Please repeat these records with "instance" swapped for "object" everywhere it appears, leaving everything else unchanged.

#### EXERCISE MATERIALS ####

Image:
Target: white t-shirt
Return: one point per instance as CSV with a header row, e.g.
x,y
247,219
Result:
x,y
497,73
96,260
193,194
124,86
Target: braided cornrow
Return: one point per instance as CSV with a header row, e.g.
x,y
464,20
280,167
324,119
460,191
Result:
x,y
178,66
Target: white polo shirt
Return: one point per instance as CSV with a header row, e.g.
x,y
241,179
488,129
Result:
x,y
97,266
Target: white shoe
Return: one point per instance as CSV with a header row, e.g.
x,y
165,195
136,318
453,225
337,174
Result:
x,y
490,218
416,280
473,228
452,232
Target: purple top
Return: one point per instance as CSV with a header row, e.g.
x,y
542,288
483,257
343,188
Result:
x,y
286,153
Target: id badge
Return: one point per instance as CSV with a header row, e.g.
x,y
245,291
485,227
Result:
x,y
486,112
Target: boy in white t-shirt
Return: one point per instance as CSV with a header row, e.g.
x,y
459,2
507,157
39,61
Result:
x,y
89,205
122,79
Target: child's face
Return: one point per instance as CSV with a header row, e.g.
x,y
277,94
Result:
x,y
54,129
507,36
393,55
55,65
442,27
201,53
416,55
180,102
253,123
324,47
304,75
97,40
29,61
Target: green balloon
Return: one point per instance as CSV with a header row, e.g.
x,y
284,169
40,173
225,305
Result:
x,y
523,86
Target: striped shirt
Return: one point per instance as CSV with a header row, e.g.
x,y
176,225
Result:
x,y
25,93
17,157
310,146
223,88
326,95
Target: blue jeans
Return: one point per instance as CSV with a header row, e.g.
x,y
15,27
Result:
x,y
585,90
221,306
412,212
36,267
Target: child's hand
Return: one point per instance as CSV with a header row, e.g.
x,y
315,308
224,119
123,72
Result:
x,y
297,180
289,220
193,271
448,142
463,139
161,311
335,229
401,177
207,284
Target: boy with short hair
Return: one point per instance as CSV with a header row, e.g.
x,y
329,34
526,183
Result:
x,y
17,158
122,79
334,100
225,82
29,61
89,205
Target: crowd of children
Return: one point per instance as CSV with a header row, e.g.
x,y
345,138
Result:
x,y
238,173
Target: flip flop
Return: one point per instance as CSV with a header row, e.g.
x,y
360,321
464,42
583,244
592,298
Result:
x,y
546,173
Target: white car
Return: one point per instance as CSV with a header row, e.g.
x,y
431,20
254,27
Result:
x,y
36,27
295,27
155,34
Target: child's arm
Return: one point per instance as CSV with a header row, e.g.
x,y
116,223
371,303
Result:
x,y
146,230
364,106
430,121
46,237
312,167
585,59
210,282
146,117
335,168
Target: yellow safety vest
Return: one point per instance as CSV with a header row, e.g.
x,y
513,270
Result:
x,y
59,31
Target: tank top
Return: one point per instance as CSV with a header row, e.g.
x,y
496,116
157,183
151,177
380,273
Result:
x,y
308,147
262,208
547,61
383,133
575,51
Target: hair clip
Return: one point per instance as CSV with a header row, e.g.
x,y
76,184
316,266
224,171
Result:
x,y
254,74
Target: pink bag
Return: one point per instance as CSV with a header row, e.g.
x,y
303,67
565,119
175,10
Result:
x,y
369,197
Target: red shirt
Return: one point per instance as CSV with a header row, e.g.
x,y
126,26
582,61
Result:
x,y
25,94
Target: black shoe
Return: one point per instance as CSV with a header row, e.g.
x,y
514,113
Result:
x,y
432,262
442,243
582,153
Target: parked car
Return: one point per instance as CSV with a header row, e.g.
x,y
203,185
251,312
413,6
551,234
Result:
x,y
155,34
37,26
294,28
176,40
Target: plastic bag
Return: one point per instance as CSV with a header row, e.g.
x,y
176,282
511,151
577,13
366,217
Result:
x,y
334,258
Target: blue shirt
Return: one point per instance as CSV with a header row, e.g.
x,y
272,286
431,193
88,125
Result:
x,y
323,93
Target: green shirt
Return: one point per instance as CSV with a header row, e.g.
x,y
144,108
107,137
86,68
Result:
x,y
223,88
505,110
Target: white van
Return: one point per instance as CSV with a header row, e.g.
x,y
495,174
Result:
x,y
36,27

####

THE ANSWER
Image:
Target: white t-shirt
Return: one point per object as CSV with a header row, e.g.
x,y
247,219
Result:
x,y
497,73
96,260
193,194
124,86
Target: braided cornrow
Return: one point per object as CSV with a header row, e.g.
x,y
464,20
280,167
324,119
460,191
Result:
x,y
178,66
Target: white polo shirt
Return: one point per object as CSV with a header row, e.g.
x,y
241,179
488,129
Result:
x,y
97,266
Target: white shoe
Return: one point per object as CSV with a header row, e.g.
x,y
165,195
136,318
453,225
337,174
Result:
x,y
490,218
416,280
473,228
452,232
Target: purple top
Return: one point per object as CSV with a header row, e.g.
x,y
542,288
483,257
343,188
Result:
x,y
286,153
Target: id badge
Return: one point per object as CSV with a header row, e.g.
x,y
245,291
485,227
Result:
x,y
486,112
Target: boy in white t-shirt
Return: one point per object as CSV with a header row, e.g.
x,y
459,2
507,157
39,61
Result:
x,y
89,205
122,79
Target: child's face
Return: one point per object as CSV with a header row, e.g.
x,y
277,94
Result:
x,y
54,129
507,36
393,55
55,65
442,27
201,53
416,55
180,102
253,123
324,47
304,75
97,40
29,61
Target: green balloon
Return: one point per object as CSV with a header row, e.g.
x,y
284,169
40,173
225,305
Result:
x,y
523,86
Target: striped shirt
Return: one point per object as CSV with a header row, e.g.
x,y
176,225
Result:
x,y
25,93
17,157
310,146
223,88
326,95
Target: blue jeans
Return: one point per object as CSV with a header row, e.g.
x,y
15,27
Result:
x,y
585,90
221,306
412,212
36,267
Target: child's hand
Return: one point per object as CSV with a header row, e.g.
x,y
315,308
224,119
123,72
Result:
x,y
297,180
289,220
193,271
448,142
463,139
161,311
335,229
401,177
207,284
Target: boy with short hair
Return: one point per object as CSV with a header row, e.g.
x,y
329,34
526,183
Result:
x,y
17,158
122,79
334,100
225,82
29,61
89,205
Target: crowd of children
Return: one point per object as CSV with a header row, e.g.
x,y
345,138
Result:
x,y
238,173
Target: flip flop
Return: one point per object as CSV with a header row, e.g.
x,y
360,321
464,42
583,244
592,298
Result:
x,y
546,173
Target: white car
Return: one point per object as CSV with a header row, e.g.
x,y
431,20
254,27
Result:
x,y
36,27
295,27
155,34
Target: child's arm
Return: one point per object as CSV with a header row, e.g.
x,y
116,223
371,303
Result:
x,y
146,230
364,106
430,121
46,237
312,167
585,59
210,282
146,117
335,168
Target: yellow safety vest
Return: one point per object as CSV with a header row, e.g.
x,y
513,270
Result:
x,y
59,31
Target: tank top
Return: one point per object as CSV with a header row, e.g.
x,y
496,116
157,183
151,177
380,273
Result:
x,y
308,147
262,208
547,61
383,133
575,51
Target: hair clip
Return: one point per object as CSV with a header row, e.g.
x,y
76,184
316,266
224,171
Result:
x,y
254,74
Target: pink bag
Return: one point per object as CSV with a header row, e.g.
x,y
303,67
565,119
175,10
Result:
x,y
369,197
Target: red shirt
Return: one point per object as CSV with a header row, e.g.
x,y
126,26
582,61
Result:
x,y
25,94
Target: black shoe
Return: one point per object as CSV with a header row, e.g.
x,y
514,113
Result:
x,y
432,262
442,243
582,153
Target: parked car
Return: one point per object as CSV with a header row, e.g.
x,y
203,185
251,312
413,6
551,234
Result:
x,y
155,34
37,26
294,28
176,40
Target: plastic bag
Return: one point per object as CSV with a header row, e.g.
x,y
176,282
511,151
577,13
366,217
Result:
x,y
334,258
Target: blue shirt
Return: one point per object as CSV with a header row, e.g.
x,y
272,286
431,193
88,125
Result:
x,y
323,93
Target: green shirt
Return: one point per object as CSV with a header row, e.g.
x,y
144,108
107,137
86,68
Result:
x,y
223,88
505,110
Target: white van
Return: one point per object as CSV with a header row, e.g.
x,y
495,174
Result:
x,y
36,27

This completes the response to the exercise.